Article
====
Definition of cakewalk in English:

cakewalk

Pronunciation /ˈkākˌwôk/ /ˈkeɪkˌwɔk/

Translate cakewalk into Spanish

noun

  • 1informal An absurdly or surprisingly easy task.

    • ‘winning the game won't be a cakewalk’
    • ‘I don't think anybody knows how long it would take, and I don't think anybody should go on the impression that it's going to be easy or a cakewalk or whatever those phrases are that people use.’
    • ‘The fact that the guard was a thin man considerably shorter than Walker made the task seem like a cakewalk.’
    • ‘‘To get established was not easy, it was not a cakewalk for me,’ she admits.’
    • ‘It annoys us a bit that some people assumed that after beating Cork this would be a bit of a cakewalk for us, that we'd go up there and beat them well.’
    • ‘I don't think it's going to be a cakewalk for us to stay there.’
    • ‘But that does not mean that Roberts’ trip to the high bench will be a cakewalk, nor should it be.’
    • ‘It was not exactly a cakewalk for the actresses either: ‘There is a lot of Urdu used in the film and we had to work on our diction as well as dance for the songs.’’
    • ‘It's the psychological condition that allowed them and their followers to convince themselves that invading and occupying a large but dysfunctional country would be a cakewalk.’
    • ‘But fortunately, for even the most dunderheaded of theatre-goers - your reviewer included - acting in this play should prove a cakewalk.’
    • ‘And so has this story, this investigation, this scandal, changed the election from what was a cakewalk into now possibly a defeat for the prime minister?’
    • ‘Today the soon-to-be Senate majority leader suggested things won't necessarily be a cakewalk for his own party in the new Senate.’
    • ‘‘I knew from day one of joining the four-month course that passing the exam would be a cakewalk,’ he says, with a twinkle in his eyes.’
    • ‘Pardon the mixed metaphor, but as those of us who rode the roller coaster from start to finish know, this isn't, alas, a team that's mastered the art of the cakewalk.’
    • ‘For his city-dwelling clients, the climb isn't such a cakewalk.’
    • ‘As tough as it may be to get hired in political science, it's a cakewalk compared to getting a position in, say, English departments.’
    • ‘My Spanish exam was a cakewalk, I finished in about 20 minutes.’
    • ‘From here on, international tournaments will not be American All-Star cakewalks.’
    • ‘Although I suspect the match will be a cakewalk, we are going to take it very seriously.’
    • ‘Let's just get this part over with, then the rest will be a cakewalk.’
    • ‘The First Amendment, we should recall, would be a cakewalk if people expressed themselves within prescribed boundaries of acceptable speech.’
    easy task, easy job, child's play, five-finger exercise, gift, walkover, nothing, sinecure, gravy train
  • 2historical A dancing contest among African Americans in which a cake was awarded as a prize.
====
Data rows
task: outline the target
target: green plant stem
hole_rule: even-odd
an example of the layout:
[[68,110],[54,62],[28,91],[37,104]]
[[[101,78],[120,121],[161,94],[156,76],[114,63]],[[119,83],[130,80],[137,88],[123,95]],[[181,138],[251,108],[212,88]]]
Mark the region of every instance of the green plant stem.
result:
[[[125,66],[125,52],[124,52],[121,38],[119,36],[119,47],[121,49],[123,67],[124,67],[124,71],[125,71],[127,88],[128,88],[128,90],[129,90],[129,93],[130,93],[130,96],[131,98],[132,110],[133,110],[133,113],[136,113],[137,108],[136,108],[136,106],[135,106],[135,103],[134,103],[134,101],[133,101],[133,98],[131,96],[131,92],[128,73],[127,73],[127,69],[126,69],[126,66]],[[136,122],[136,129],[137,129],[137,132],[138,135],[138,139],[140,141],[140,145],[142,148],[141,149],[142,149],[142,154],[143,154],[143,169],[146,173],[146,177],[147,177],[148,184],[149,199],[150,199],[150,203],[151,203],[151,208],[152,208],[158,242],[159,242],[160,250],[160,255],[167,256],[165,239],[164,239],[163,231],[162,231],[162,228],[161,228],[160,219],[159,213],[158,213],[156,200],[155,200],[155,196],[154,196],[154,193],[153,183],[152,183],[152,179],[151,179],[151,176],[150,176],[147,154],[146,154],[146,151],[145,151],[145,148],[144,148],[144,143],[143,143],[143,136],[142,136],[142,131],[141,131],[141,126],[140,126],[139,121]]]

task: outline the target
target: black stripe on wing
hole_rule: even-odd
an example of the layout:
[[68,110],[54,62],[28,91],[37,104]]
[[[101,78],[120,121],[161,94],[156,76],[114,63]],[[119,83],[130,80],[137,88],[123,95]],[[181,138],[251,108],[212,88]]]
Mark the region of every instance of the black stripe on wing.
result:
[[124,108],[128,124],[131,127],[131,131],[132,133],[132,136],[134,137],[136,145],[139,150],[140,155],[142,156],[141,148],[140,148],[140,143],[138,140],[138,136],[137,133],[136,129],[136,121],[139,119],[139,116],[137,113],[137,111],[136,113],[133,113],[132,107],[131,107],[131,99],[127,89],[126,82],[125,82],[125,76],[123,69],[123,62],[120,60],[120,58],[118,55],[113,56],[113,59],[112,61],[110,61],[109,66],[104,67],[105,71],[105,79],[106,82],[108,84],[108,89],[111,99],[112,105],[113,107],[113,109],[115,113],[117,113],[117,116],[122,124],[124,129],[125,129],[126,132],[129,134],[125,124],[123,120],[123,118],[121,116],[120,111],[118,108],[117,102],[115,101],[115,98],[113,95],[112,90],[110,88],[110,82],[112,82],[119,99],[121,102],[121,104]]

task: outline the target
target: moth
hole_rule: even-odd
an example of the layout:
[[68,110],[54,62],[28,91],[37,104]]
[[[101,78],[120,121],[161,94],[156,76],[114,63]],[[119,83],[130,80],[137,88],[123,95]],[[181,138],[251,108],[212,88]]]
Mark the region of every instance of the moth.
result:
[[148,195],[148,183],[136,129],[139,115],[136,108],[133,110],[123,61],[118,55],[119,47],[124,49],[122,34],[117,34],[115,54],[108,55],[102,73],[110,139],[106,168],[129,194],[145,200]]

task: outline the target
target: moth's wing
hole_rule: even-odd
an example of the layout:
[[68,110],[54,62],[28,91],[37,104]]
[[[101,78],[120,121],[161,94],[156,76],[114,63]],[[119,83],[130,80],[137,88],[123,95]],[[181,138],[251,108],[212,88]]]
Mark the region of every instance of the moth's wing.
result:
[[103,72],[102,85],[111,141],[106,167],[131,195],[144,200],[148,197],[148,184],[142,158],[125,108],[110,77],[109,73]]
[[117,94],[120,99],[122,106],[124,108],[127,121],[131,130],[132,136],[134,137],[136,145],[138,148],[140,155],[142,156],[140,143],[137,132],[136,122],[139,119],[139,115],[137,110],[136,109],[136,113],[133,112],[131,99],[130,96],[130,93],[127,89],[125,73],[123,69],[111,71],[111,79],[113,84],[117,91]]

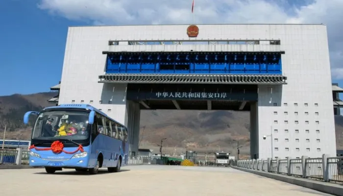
====
Required tasks
1 – According to the cakewalk dictionary entry, what was awarded as the prize in the historical dancing contest?
2 – Write the next part of the cakewalk dictionary entry, starting right after its last line.
The rows were taken from a different source.

Final answers
1 – A cake was awarded as the prize.

2 –
    ‘I learned that the cakewalk, a highstepping dance, began on Southern plantations in the 1840s.’
    • ‘It arose in the slavery period as an accompaniment to plantation dances like the cakewalk.’
    • ‘Linked to West African dance forms, the joyous strutting of the cakewalks implied that the plantation was a sunny home with happy slaves; beneath that facade, however, the dance actually mocked the slave owners.’
    • ‘As a cultural form, the cakewalk originated on the antebellum plantation as a key vehicle of black resistance against enslavement.’
    1. 2.1A strutting dance popularized by minstrel shows in the late 19th century.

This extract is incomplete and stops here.